## Exercise objective
Which lines in the items below contain the word "road"? Copy each such line, treating uppercase and lowercase as different.

──────── Entries shown ────────

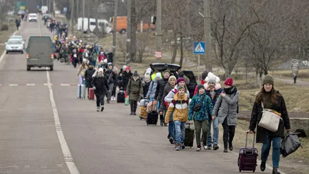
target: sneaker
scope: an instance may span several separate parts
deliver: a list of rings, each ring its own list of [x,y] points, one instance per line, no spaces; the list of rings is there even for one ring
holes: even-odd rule
[[[181,144],[180,143],[177,143],[177,144],[176,144],[176,148],[175,148],[175,151],[180,151],[181,150]]]
[[[173,138],[170,138],[170,144],[174,144],[174,139],[173,139]]]

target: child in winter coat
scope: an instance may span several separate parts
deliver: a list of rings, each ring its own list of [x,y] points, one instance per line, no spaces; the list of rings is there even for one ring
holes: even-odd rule
[[[177,93],[175,94],[172,102],[170,104],[165,119],[165,122],[168,123],[172,114],[175,127],[176,151],[180,151],[184,146],[185,126],[188,118],[189,105],[189,100],[185,91],[185,89],[183,86],[178,87]]]

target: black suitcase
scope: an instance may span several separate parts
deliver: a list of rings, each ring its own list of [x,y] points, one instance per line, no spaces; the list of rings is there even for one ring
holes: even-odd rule
[[[157,126],[158,122],[159,114],[157,111],[152,111],[147,113],[146,122],[147,126],[149,124],[154,124]]]
[[[117,102],[124,102],[124,91],[119,91],[117,94]]]
[[[253,145],[252,147],[247,147],[247,142],[248,140],[248,132],[246,135],[246,144],[245,146],[240,147],[239,150],[238,157],[238,167],[239,171],[255,171],[257,164],[257,160],[258,156],[258,149],[254,147],[254,141],[255,138],[255,133],[253,135]]]
[[[187,124],[187,127],[185,127],[185,142],[183,144],[185,144],[185,146],[190,146],[192,148],[193,146],[193,142],[194,141],[194,130],[190,129],[190,125],[192,124]]]

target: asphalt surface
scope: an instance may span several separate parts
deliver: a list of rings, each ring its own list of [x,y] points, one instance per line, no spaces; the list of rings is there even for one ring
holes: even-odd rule
[[[27,40],[39,28],[42,35],[51,34],[39,25],[24,22],[17,34]],[[137,116],[129,116],[129,107],[111,102],[97,112],[95,101],[77,98],[77,72],[57,61],[53,72],[27,72],[25,54],[5,55],[0,64],[0,173],[78,173],[70,172],[65,160],[55,112],[71,164],[80,173],[239,173],[238,147],[235,153],[223,153],[222,146],[196,152],[194,143],[192,149],[175,151],[168,127],[146,126]],[[259,168],[255,173],[262,173]]]

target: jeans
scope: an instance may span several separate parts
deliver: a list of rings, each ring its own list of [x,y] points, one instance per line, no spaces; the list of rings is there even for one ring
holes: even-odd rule
[[[211,138],[211,122],[212,127],[214,129],[214,135]],[[218,138],[219,137],[219,118],[216,117],[215,119],[208,121],[208,138],[207,138],[207,146],[211,146],[212,144],[218,145]]]
[[[195,126],[195,138],[196,140],[196,145],[201,146],[201,129],[204,135],[208,135],[208,120],[194,120]],[[203,142],[206,142],[206,137],[204,137]]]
[[[181,122],[179,120],[175,120],[175,121],[174,121],[174,124],[175,126],[176,143],[182,143],[182,142],[185,142],[185,122]]]
[[[95,97],[97,98],[97,107],[100,107],[100,104],[101,104],[102,106],[104,105],[104,97],[105,95],[97,95],[95,94]]]
[[[113,83],[108,84],[108,86],[109,86],[109,91],[107,93],[107,100],[108,101],[111,100],[111,93],[113,92],[113,89],[114,89],[114,84]]]
[[[280,161],[280,142],[281,137],[266,137],[266,142],[263,143],[261,150],[261,160],[267,161],[273,141],[273,167],[278,168]]]
[[[227,118],[225,118],[223,123],[223,144],[225,149],[227,149],[227,142],[231,144],[235,135],[235,128],[236,126],[229,126],[227,124]]]

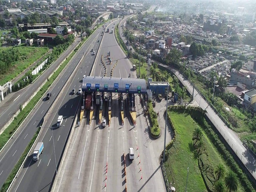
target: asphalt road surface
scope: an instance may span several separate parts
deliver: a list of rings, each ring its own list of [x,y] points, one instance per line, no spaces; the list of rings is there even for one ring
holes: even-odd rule
[[[110,31],[114,30],[112,27],[114,27],[119,21],[113,22],[108,27]],[[109,51],[113,64],[107,65],[108,60],[105,57]],[[131,73],[131,78],[136,78],[132,69],[132,64],[117,44],[114,33],[105,33],[92,76],[104,76],[100,60],[101,55],[105,60],[107,76],[110,76],[111,69],[118,60],[113,77],[126,78]],[[125,98],[124,96],[124,99]],[[80,126],[74,130],[70,139],[72,143],[65,159],[62,160],[63,165],[58,177],[56,178],[57,180],[55,190],[53,189],[52,191],[124,191],[124,152],[128,191],[166,191],[159,163],[159,156],[163,147],[163,139],[160,142],[160,140],[156,141],[149,138],[138,96],[135,97],[137,117],[137,124],[135,126],[130,120],[127,100],[124,100],[123,126],[120,116],[121,104],[117,94],[113,93],[112,115],[109,125],[103,128],[101,124],[98,124],[95,118],[89,125],[88,121],[84,119]],[[103,112],[103,118],[107,119],[108,103],[104,102]],[[99,108],[94,108],[94,116],[97,116]],[[134,149],[135,158],[132,161],[129,158],[129,148],[131,147]]]
[[[43,128],[38,140],[44,142],[43,153],[40,156],[39,160],[34,162],[32,159],[32,150],[12,186],[11,191],[48,191],[55,169],[53,139],[58,164],[79,101],[82,100],[81,95],[77,94],[77,91],[82,87],[83,75],[89,75],[94,59],[95,56],[92,55],[91,50],[93,48],[97,52],[100,43],[97,42],[97,40],[99,38],[100,42],[101,37],[100,34],[101,30],[101,28],[98,29],[85,43],[52,85],[52,97],[50,100],[46,100],[44,98],[39,102],[36,108],[37,110],[32,113],[23,127],[15,134],[17,139],[14,138],[12,140],[13,142],[10,142],[8,144],[9,146],[6,148],[6,152],[1,153],[2,156],[6,153],[4,158],[6,159],[5,162],[8,163],[4,165],[1,162],[1,168],[5,170],[6,167],[10,167],[10,171],[37,129],[38,121],[48,113],[44,125],[46,127]],[[84,59],[76,67],[83,52],[85,55]],[[61,90],[64,85],[64,89]],[[74,88],[76,89],[76,93],[72,95],[71,91]],[[53,103],[54,101],[56,102]],[[52,104],[54,105],[53,109],[48,112]],[[59,115],[63,116],[63,124],[59,128],[53,129],[53,137],[51,129],[47,127],[56,126],[57,120]],[[12,156],[13,154],[15,157]],[[12,158],[16,161],[13,162],[13,164],[10,165],[10,160]],[[6,174],[6,177],[8,174]],[[2,179],[2,177],[1,175],[1,179],[4,181],[5,178]]]

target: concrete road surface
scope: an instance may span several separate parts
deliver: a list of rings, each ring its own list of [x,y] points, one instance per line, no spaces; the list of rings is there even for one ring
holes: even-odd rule
[[[47,117],[46,119],[44,126],[54,127],[56,126],[58,116],[63,116],[63,125],[59,128],[53,129],[53,136],[50,129],[43,128],[38,141],[42,141],[44,143],[43,153],[37,162],[32,160],[31,155],[30,154],[12,185],[11,191],[48,191],[55,169],[53,139],[54,139],[56,159],[58,165],[60,160],[60,155],[63,149],[64,143],[73,124],[79,104],[82,100],[81,95],[77,94],[77,91],[82,87],[83,75],[88,75],[90,74],[94,59],[92,52],[90,51],[92,48],[97,50],[99,47],[100,43],[97,41],[99,38],[100,42],[101,38],[99,34],[101,30],[101,29],[97,30],[91,38],[85,43],[54,83],[51,88],[52,97],[50,99],[50,103],[48,106],[48,108],[45,109],[42,108],[46,107],[46,105],[49,104],[48,103],[49,101],[45,101],[44,98],[43,102],[39,103],[37,108],[38,110],[35,113],[34,115],[29,117],[27,120],[29,124],[32,124],[24,125],[24,128],[20,129],[20,132],[17,134],[16,136],[18,139],[15,140],[16,141],[9,147],[10,149],[7,151],[6,154],[8,156],[9,159],[10,159],[12,158],[13,154],[12,151],[10,152],[10,150],[15,151],[15,148],[18,148],[19,150],[16,152],[17,153],[18,151],[23,152],[27,146],[31,137],[37,129],[37,125],[33,124],[34,122],[38,119],[41,119],[45,115],[47,115]],[[79,65],[77,66],[78,61],[83,56],[83,52],[85,53],[84,59]],[[63,89],[62,90],[64,85]],[[75,94],[72,95],[71,92],[73,88],[76,89],[76,92]],[[61,92],[60,92],[61,90]],[[52,110],[48,111],[50,105],[54,100],[56,102],[53,104],[54,105]],[[28,134],[30,138],[27,139],[28,136],[27,135]],[[26,139],[27,139],[27,142],[24,142],[24,140]],[[19,148],[20,147],[22,147],[23,149],[22,148]],[[20,155],[20,152],[19,153],[20,156],[18,156],[18,157]],[[33,153],[33,150],[31,153]],[[6,156],[6,158],[7,157]],[[17,157],[16,157],[16,160],[18,159]],[[7,165],[5,166],[8,167]]]
[[[119,22],[114,22],[115,25],[111,24],[109,28],[112,28],[111,26]],[[106,56],[107,52],[110,51],[114,63],[118,60],[113,76],[127,77],[130,73],[131,78],[136,78],[135,72],[131,70],[132,64],[118,45],[114,35],[105,34],[92,76],[103,76],[100,56],[102,54]],[[106,65],[107,76],[109,76],[114,65]],[[52,191],[124,191],[126,185],[124,152],[128,191],[166,191],[159,163],[159,155],[163,148],[163,137],[161,137],[161,140],[155,140],[149,137],[147,125],[138,96],[135,97],[137,125],[134,126],[131,122],[128,104],[125,100],[125,119],[122,126],[117,94],[113,93],[112,97],[110,124],[103,128],[94,120],[89,125],[84,119],[80,126],[74,130],[70,140],[72,143],[69,144],[66,158],[62,160],[63,165]],[[124,99],[125,98],[124,97]],[[108,104],[105,105],[103,117],[107,118],[106,107]],[[94,116],[97,116],[99,108],[95,108]],[[169,137],[167,142],[170,140]],[[133,147],[135,155],[132,161],[129,160],[127,155],[130,147]]]

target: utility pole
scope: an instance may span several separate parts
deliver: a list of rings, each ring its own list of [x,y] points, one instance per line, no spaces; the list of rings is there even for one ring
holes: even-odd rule
[[[166,111],[165,111],[165,128],[164,129],[164,156],[163,158],[163,161],[164,162],[165,159],[165,144],[166,143],[166,130],[167,123],[167,113],[168,108],[168,94],[169,94],[169,84],[166,82],[167,84],[167,99],[166,102]],[[158,125],[159,126],[159,125]]]
[[[139,78],[140,77],[140,62],[139,65]]]

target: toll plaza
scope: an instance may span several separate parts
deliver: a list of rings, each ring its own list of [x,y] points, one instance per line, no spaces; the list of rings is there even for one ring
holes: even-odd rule
[[[90,110],[91,121],[89,120],[89,122],[91,121],[93,116],[97,116],[96,119],[99,119],[99,123],[100,123],[105,105],[105,106],[108,106],[108,122],[110,123],[111,116],[112,93],[115,93],[118,94],[118,99],[120,102],[122,123],[124,118],[123,102],[124,95],[128,98],[130,117],[134,124],[136,118],[135,94],[146,94],[147,92],[146,81],[144,79],[92,76],[86,76],[83,78],[82,91],[84,95],[82,108]],[[97,106],[99,106],[99,116],[98,114],[97,115],[93,116],[94,107],[98,107]],[[95,113],[95,112],[94,113]]]

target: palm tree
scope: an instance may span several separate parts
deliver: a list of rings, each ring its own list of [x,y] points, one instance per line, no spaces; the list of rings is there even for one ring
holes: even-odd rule
[[[157,64],[156,63],[156,62],[154,62],[153,63],[153,64],[152,64],[152,66],[154,68],[154,69],[155,69],[155,72],[156,73],[156,69],[157,68]]]
[[[165,81],[166,80],[166,76],[167,75],[167,74],[168,73],[166,71],[166,70],[165,70],[164,71],[164,81]]]
[[[238,179],[236,174],[232,171],[229,170],[224,180],[226,183],[225,185],[229,192],[236,192],[237,190]]]
[[[197,141],[200,140],[201,139],[201,137],[203,135],[203,133],[201,129],[198,127],[195,129],[193,132],[193,134],[192,135],[192,140],[196,140],[194,144],[196,144]]]
[[[216,180],[218,181],[220,179],[222,179],[224,177],[225,168],[223,164],[220,163],[218,165],[217,168],[214,172],[214,173],[216,176]]]
[[[213,188],[216,192],[224,192],[225,191],[224,182],[221,180],[216,181],[214,183]]]
[[[198,149],[198,152],[201,151],[201,149],[203,149],[204,148],[204,141],[200,139],[199,140],[198,146],[199,147],[199,148]]]

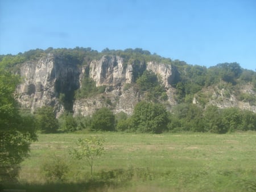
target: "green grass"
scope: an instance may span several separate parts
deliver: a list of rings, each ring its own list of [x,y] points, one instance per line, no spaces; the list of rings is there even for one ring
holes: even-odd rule
[[[104,138],[105,150],[90,181],[89,166],[68,151],[78,138],[95,135]],[[31,149],[19,185],[6,186],[27,191],[256,191],[254,132],[39,135]],[[53,153],[69,165],[65,182],[47,183],[40,173],[40,165]]]

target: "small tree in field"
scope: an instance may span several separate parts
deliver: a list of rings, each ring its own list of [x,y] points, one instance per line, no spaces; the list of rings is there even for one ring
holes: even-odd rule
[[[93,178],[93,161],[102,155],[104,140],[96,136],[79,139],[77,147],[71,152],[72,156],[79,160],[85,160],[90,166],[90,178]]]

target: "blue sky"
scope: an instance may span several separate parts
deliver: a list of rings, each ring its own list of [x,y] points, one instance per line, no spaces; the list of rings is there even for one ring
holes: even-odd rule
[[[0,0],[0,55],[77,46],[254,70],[256,1]]]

────────

## Complete response
target: asphalt road surface
target: concrete road surface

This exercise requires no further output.